■ **Исходные данные**:

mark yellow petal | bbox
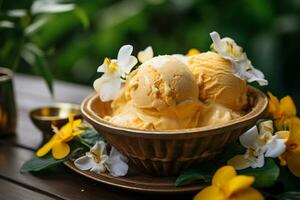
[68,113,75,124]
[224,175,255,196]
[286,152,300,177]
[52,142,70,159]
[268,92,280,116]
[59,123,73,140]
[278,152,287,166]
[234,188,264,200]
[227,155,251,170]
[36,134,58,157]
[72,119,82,129]
[194,186,226,200]
[187,48,200,56]
[212,165,236,188]
[280,96,297,117]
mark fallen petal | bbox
[239,126,259,148]
[74,156,95,170]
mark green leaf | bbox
[74,6,90,29]
[0,20,15,28]
[24,16,49,36]
[20,147,83,173]
[277,191,300,200]
[175,164,217,187]
[238,158,280,188]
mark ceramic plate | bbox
[64,161,206,193]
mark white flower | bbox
[210,31,268,86]
[74,141,108,174]
[74,141,128,177]
[228,120,286,170]
[94,45,137,102]
[138,46,153,63]
[105,147,128,177]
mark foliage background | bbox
[0,0,300,106]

■ **Что сделать**: Покажите все строки данных, где встречается слово «petal», с учетом регистра букв.

■ **Ответ**:
mark yellow petal | bbox
mark fallen petal | bbox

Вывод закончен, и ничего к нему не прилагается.